- Texto dado -
+ + + + + + +
La creación en los barrios de parques urbanos, cinturones verdes y corredores ecológicos atrae a inmobiliarias de lujo y a nuevos habitantes con un poder adquisitivo mayor que el de los residentes históricos. El aumento de los precios de la vivienda acaba desplazando a la población original: es el frustrante fenómeno conocido como “gentrificación verde”.
El parque del Poblenou de Barcelona es un proyecto que todo el mundo querría detrás de su casa: un gran pulmón verde en un barrio popular de pasado industrial. Sin embargo, la aparición del parque está teniendo efectos inesperados. El número de habitantes con educación universitaria ha aumentado en un 700 % en un radio de cien metros alrededor del equipamiento. Y se ha reducido el número de los residentes de edad avanzada y de los inmigrantes del sur del mundo. También han aparecido viviendas de lujo y los precios de la vivienda se han disparado. En resumen, la población que tenía que beneficiarse del parque se ha visto desplazada en favor de nuevos habitantes más ricos, más jóvenes y más blancos.
Este caso es el ejemplo más clamoroso en Barcelona de un frustrante efecto boomerang: la “gentrificación verde”. La creación de parques urbanos, cinturones verdes, corredores ecológicos, etc., atrae a nuevos habitantes con mayor poder adquisitivo y a inmobiliarias de lujo. El aumento de los precios de la vivienda acaba desplazando a la población original de clase baja. Las comunidades marginadas luchan para que sus barrios sean más verdes, pero cuando alcanzan lo que reivindicaban se ven expulsadas nuevamente a entornos menos atractivos.
El fenómeno se ha dado en el nuevo cinturón verde de Medellín (Colombia), en el restaurado frente marítimo de Portland (Oregón, Estados Unidos) y en el flamante High Line (un parque emplazado en un antigua vía de tren elevada) de Nueva York, entre otros lugares. Es como si los mecanismos más agresivos de la economía de mercado hubiesen puesto a su servicio el ambientalismo, la sostenibilidad y la lucha contra el cambio climático.
“Antes, el factor económico era contrario al factor ambiental, pero ahora los grandes grupos inmobiliarios saben aprovechar la agenda verde de las ciudades”, afirma Isabelle Anguelovski (Reims, Francia, 1978), investigadora en ecología política del Instituto de Ciencia y Tecnología Ambientales de la Universidad Autónoma de Barcelona (ICTA-UAB). Anguelovski, que después de detectar casos de “gentrificación verde” a ambos lados del océano se ha convertido en la experta de referencia del fenómeno, trabajó en la Sorbona, en Harvard y en el Instituto de Tecnología de Massachusetts (MIT), antes de establecerse en Barcelona en 2011. En 2013 recibió el Premio Nacional de Investigación al Talento Joven de la Generalitat de Cataluña. Durante los próximos cinco años analizará el proceso en cuarenta ciudades de todo el mundo, en el marco del proyecto Greenlulus (Green Locally Unwanted Land Uses: usos verdes del suelo no deseados localmente), financiado con 1,5 millones de euros por la Unión Europea (Consejo Europeo de Investigación, ERC). La investigadora espera encontrar también casos de éxito en los que se haya logrado conciliar justicia y naturaleza en las ciudades. Estas experiencias pueden ser valiosas para gestionar los próximos candidatos a la gentrificación verde en Barcelona: el parque del cajón ferroviario de Sants y las supermanzanas. Anguelovski está asesorando al Ayuntamiento de la ciudad sobre este tema.
+ + + + + + +
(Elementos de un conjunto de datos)
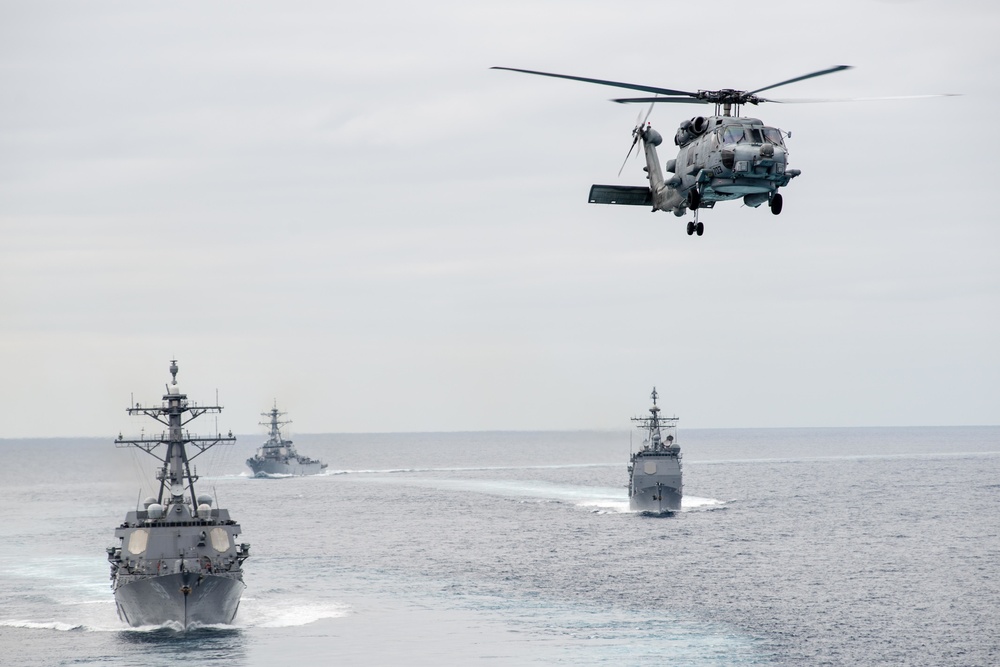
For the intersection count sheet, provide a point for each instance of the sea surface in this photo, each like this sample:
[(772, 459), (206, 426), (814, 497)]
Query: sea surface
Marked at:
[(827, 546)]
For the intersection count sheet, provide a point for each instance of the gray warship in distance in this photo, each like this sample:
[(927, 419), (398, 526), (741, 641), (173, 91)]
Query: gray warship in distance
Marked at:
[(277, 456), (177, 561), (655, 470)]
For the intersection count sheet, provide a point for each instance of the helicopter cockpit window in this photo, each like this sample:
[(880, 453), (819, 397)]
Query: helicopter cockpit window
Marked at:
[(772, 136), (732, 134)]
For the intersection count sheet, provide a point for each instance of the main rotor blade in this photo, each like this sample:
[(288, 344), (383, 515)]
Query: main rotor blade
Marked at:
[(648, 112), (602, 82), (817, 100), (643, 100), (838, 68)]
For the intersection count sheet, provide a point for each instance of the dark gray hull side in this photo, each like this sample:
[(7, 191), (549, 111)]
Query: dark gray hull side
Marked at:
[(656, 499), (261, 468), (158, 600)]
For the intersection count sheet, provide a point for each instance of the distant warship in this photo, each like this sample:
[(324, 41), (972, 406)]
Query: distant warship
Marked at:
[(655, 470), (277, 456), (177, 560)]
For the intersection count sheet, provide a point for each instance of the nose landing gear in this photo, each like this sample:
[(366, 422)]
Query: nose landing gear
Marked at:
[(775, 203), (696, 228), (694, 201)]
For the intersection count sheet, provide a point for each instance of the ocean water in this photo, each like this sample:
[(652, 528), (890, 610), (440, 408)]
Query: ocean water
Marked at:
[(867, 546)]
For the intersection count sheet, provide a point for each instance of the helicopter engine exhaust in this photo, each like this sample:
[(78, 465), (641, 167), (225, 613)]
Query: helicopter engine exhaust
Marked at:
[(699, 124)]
+ + + + + + +
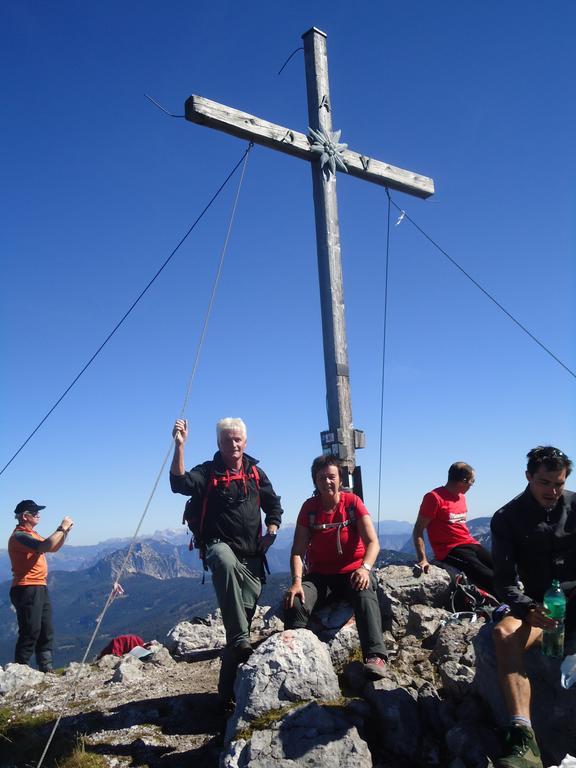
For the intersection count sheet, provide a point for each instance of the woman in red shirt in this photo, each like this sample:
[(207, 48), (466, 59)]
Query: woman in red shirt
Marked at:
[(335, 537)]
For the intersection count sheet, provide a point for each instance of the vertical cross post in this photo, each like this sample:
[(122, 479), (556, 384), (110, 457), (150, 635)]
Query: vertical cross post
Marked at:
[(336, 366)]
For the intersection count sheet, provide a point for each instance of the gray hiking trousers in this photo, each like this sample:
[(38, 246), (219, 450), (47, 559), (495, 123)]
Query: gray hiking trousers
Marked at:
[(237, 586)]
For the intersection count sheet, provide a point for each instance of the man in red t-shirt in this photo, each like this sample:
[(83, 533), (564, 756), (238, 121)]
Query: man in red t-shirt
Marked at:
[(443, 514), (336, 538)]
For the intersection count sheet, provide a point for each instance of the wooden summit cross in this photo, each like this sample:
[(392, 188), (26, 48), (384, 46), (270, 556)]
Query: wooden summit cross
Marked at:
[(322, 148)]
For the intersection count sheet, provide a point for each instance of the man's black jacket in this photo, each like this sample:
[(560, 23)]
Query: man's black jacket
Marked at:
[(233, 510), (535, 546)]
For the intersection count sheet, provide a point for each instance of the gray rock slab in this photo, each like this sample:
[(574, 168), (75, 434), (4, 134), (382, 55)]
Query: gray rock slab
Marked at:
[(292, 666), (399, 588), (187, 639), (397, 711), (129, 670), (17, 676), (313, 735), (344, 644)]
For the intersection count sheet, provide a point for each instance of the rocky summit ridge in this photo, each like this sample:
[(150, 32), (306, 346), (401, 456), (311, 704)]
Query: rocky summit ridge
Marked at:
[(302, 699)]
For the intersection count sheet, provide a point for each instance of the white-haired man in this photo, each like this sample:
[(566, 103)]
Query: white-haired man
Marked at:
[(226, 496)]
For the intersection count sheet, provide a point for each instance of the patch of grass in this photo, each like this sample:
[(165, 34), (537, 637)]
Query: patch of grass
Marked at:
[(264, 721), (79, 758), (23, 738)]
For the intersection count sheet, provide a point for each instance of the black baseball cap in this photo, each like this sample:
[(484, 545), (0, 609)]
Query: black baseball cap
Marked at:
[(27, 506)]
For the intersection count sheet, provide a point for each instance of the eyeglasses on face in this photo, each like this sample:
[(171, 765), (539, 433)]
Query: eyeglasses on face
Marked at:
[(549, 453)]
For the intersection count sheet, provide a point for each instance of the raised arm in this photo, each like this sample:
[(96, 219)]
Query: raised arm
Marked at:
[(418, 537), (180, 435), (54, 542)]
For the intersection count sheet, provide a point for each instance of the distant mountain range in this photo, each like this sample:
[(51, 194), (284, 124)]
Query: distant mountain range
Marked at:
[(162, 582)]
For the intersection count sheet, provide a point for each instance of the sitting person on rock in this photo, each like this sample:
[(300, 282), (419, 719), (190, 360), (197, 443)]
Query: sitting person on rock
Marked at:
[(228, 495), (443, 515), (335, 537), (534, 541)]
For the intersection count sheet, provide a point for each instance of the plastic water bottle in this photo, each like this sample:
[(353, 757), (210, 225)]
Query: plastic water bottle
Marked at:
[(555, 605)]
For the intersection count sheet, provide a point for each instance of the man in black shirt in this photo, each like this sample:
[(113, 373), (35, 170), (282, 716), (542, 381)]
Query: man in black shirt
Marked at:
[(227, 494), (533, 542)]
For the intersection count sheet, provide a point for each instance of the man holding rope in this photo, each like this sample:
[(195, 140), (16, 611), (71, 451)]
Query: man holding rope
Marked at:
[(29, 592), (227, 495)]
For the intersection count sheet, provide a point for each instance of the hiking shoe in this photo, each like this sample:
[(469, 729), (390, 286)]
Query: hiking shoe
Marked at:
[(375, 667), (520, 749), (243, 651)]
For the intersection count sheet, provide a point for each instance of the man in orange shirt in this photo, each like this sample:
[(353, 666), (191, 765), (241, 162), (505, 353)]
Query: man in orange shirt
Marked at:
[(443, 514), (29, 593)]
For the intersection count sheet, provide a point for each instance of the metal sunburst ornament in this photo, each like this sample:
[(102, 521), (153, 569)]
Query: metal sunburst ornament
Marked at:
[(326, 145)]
+ + + + + + +
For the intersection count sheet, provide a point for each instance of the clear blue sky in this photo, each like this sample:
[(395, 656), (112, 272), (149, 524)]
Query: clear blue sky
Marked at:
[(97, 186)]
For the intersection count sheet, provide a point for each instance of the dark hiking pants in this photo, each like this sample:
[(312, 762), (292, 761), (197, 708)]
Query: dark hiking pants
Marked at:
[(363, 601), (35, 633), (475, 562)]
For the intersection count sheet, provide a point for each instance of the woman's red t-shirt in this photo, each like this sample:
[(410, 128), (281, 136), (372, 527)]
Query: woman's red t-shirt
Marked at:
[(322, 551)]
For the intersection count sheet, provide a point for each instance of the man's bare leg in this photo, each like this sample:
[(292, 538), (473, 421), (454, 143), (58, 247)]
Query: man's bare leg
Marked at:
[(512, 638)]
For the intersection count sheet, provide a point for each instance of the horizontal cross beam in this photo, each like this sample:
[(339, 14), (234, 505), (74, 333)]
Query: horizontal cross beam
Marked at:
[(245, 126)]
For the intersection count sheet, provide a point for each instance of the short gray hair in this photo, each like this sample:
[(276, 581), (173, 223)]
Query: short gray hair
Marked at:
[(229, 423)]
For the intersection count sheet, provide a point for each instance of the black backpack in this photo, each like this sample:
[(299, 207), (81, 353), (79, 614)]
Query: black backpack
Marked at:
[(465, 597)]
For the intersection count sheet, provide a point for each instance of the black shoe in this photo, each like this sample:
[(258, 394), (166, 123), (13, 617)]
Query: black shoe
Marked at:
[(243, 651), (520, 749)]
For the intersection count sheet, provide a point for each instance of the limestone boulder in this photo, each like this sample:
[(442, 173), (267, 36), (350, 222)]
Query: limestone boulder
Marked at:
+ + + + + + +
Sigue escribiendo el texto sobre la gentrificación verde justo después de su última frase.

Usted se define como investigadora activista: ¿qué significa?
Significa entender en profundidad las realidades sociales que estudio y contribuir a la resolución de algunas de las tensiones más agudas. En Boston trabajé en Dudley, un barrio marginalizado que ha sufrido durante décadas incendios provocados para vaciar pisos alquilados, acumulación de basuras y desinterés de los inversores. Las comunidades afroamericanas, afrolatinas y de Cabo Verde se movilizaron para mejorar la calidad del barrio. Trabajé con ellos y les transmití los resultados de mi investigación. En Barcelona no he tenido un papel tan activista: con dos hijos pequeños, es complicado. Pero siempre comparto información con las organizaciones que estudio, organizo talleres, escribo en la prensa. Y también estoy trabajando con el Ayuntamiento para evitar la gentrificación verde en las supermanzanas y en los jardines de Sants.
¿Siempre ha combinado investigación y participación en primera línea?
A los dieciséis años aproveché el castellano que había aprendido en el instituto para viajar a Cuba con la ONG Sodepaz, de Madrid. Me sorprendió mucho el tema de la desigualdad en el desarrollo. Durante la carrera [de Ciencias Políticas en el instituto Sciences Po Lille (Francia)] y el máster [en Cooperación en la Sorbona] viajé a menudo a América Latina en proyectos de cooperación. Más tarde trabajé con Oxfam sobre cómo las mujeres se enfrentan a los impactos de la explotación minera: fue mi primer contacto con la injusticia ambiental. También fundé una ONG que hacía consultoría a comunidades indígenas afectadas por la minería.
¿Desde entonces se dedicó a estudiar la relación entre justicia y medio ambiente?
Algunos años más tarde, en 2006, empecé un doctorado en el MIT sobre la resolución de conflictos entre malhechores ambientales y comunidades afectadas. El resultado fue un libro que se publicó en 2012 [Neighborhood as refuge: Community Reconstruction, Place Remaking, and Environmental Justice in the City (Barrios como refugios: reconstrucción de comunidades, rediseño de lugares y justicia ambiental en las ciudades)] en el que se comparan los casos de tres barrios: Dudley en Boston, Sant Pere i Santa Caterina en Barcelona y Cayo Hueso en La Habana.
¿Qué comparten Barcelona, Boston y La Habana?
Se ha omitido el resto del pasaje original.